* **Page excerpt**

- - -

Early diagnosis and rule-out/rule-in of NSTEMI
hs-cTnI testing not only aids in identifying individuals with a high likelihood of AMI but also facilitates the early diagnosis and rapid exclusion of AMI in a significant proportion of patients.
Since 2015, the European Society of Cardiology (ESC) has recommended employing the 0/1h algorithm (preferred) or the 0/2h algorithm (alternative) for swift rule-out and rule-in of Non-ST-segment-elevation myocardial infarction (NSTEMI) type of AMI. Numerous studies conducted in recent years have consistently demonstrated that hs-cTnI values falling below the level of detection yield a negative predictive value (NPV) for AMI exceeding 99%. [5-6]
Differential diagnosis of myocardial injury
Elevated levels of hs-cTnI can also be detected in various other clinical conditions, including acute myocardial injury and chronic myocardial injury.
Similar to the diagnostic interpretation for AMI, acute myocardial injury may require at least one hs-cTnI concentration exceeding the 99th percentile URL, accompanied by a significant dynamic rise or fall pattern. [8] The critical clinical distinction between these two conditions is the absence of myocardial ischemia symptoms in acute myocardial injury.

- - -

Reproduce the passage on hs-cTnI testing verbatim, from "Early diagnosis and rule-out/rule-in" up to and including "chronic myocardial injury.".

- - -

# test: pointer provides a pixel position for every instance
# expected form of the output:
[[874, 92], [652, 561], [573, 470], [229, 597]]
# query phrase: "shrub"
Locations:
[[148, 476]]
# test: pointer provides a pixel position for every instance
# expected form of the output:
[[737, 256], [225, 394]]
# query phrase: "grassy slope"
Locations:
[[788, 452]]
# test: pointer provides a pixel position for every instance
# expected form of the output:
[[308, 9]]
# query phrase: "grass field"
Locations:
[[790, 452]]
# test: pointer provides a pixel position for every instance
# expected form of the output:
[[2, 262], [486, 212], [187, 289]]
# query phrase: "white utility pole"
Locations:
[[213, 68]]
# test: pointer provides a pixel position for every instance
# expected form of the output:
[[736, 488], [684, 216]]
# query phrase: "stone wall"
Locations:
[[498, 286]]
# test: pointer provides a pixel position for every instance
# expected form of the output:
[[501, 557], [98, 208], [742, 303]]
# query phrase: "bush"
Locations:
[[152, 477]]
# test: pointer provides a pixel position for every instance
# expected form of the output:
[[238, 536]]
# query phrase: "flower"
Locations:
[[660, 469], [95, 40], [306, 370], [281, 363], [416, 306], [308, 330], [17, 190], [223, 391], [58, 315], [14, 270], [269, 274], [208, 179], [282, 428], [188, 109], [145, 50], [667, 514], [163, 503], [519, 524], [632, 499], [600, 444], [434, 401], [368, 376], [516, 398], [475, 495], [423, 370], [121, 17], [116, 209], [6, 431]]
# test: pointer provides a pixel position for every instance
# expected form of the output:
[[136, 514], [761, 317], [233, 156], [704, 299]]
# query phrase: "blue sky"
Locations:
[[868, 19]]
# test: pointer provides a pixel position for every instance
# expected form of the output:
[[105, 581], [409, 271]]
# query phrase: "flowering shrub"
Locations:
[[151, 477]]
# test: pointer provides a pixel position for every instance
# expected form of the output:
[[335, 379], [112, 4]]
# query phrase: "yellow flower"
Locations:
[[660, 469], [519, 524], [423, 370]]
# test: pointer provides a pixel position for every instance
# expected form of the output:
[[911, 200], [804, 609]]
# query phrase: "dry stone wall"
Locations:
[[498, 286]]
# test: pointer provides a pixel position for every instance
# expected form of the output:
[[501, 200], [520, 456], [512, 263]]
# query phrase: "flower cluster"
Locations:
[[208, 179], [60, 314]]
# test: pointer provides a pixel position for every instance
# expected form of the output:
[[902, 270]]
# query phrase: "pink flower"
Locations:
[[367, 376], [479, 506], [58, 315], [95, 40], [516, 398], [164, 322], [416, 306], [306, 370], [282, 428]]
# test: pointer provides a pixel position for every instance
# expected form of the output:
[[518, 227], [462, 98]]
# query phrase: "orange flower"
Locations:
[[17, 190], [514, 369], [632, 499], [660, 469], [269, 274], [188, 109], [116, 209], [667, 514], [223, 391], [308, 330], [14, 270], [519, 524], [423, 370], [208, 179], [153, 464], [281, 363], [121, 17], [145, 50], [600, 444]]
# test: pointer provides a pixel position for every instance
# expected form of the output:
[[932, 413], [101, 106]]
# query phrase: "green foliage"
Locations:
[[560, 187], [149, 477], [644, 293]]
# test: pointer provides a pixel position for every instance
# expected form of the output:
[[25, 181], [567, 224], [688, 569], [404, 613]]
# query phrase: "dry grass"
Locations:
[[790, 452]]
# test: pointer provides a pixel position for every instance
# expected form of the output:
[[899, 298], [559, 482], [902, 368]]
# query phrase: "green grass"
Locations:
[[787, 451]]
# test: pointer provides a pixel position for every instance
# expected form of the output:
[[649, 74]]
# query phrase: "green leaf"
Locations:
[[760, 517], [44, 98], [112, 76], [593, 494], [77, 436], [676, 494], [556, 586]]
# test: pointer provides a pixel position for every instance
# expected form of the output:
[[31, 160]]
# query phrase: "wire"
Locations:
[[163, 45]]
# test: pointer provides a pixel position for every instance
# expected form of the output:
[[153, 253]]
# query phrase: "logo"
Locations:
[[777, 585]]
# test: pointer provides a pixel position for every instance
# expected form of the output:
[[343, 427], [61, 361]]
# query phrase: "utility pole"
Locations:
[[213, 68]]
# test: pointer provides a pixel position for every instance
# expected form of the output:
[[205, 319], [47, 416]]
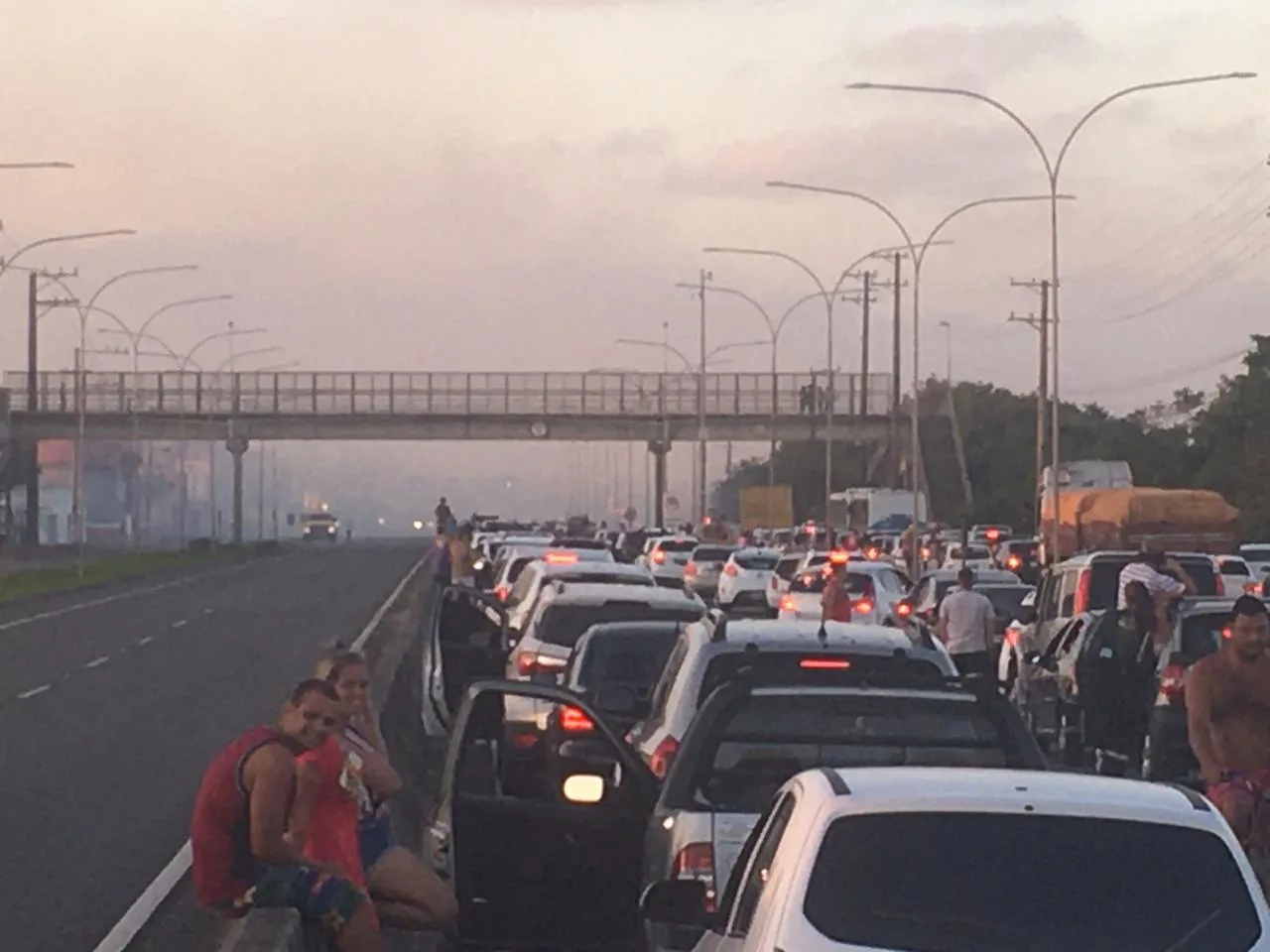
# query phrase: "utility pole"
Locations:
[[1039, 324]]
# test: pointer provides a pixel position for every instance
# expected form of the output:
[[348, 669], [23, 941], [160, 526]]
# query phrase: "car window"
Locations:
[[763, 740], [760, 867], [564, 624], [674, 664], [924, 881]]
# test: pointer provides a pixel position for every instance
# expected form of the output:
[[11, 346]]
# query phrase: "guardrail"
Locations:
[[449, 394]]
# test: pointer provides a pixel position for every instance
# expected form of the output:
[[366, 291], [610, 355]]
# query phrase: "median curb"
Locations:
[[282, 929]]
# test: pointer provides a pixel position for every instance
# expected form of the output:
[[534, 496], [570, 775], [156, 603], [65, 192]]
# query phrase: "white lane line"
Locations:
[[140, 911], [108, 599]]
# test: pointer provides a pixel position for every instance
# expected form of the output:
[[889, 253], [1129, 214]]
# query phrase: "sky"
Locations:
[[515, 184]]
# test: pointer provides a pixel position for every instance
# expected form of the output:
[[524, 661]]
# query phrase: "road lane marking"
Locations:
[[149, 901], [119, 597]]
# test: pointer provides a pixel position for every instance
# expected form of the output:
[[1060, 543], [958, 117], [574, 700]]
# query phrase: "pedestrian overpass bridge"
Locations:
[[656, 408]]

- - -

* **Reply to the task**
Early diagnosis and rule-out/rule-in of NSTEMI
hs-cTnI testing not only aids in identifying individuals with a high likelihood of AMI but also facilitates the early diagnosis and rapid exclusion of AMI in a significant proportion of patients.
Since 2015, the European Society of Cardiology (ESC) has recommended employing the 0/1h algorithm (preferred) or the 0/2h algorithm (alternative) for swift rule-out and rule-in of Non-ST-segment-elevation myocardial infarction (NSTEMI) type of AMI. Numerous studies conducted in recent years have consistently demonstrated that hs-cTnI values falling below the level of detection yield a negative predictive value (NPV) for AMI exceeding 99%. [5-6]
Differential diagnosis of myocardial injury
Elevated levels of hs-cTnI can also be detected in various other clinical conditions, including acute myocardial injury and chronic myocardial injury.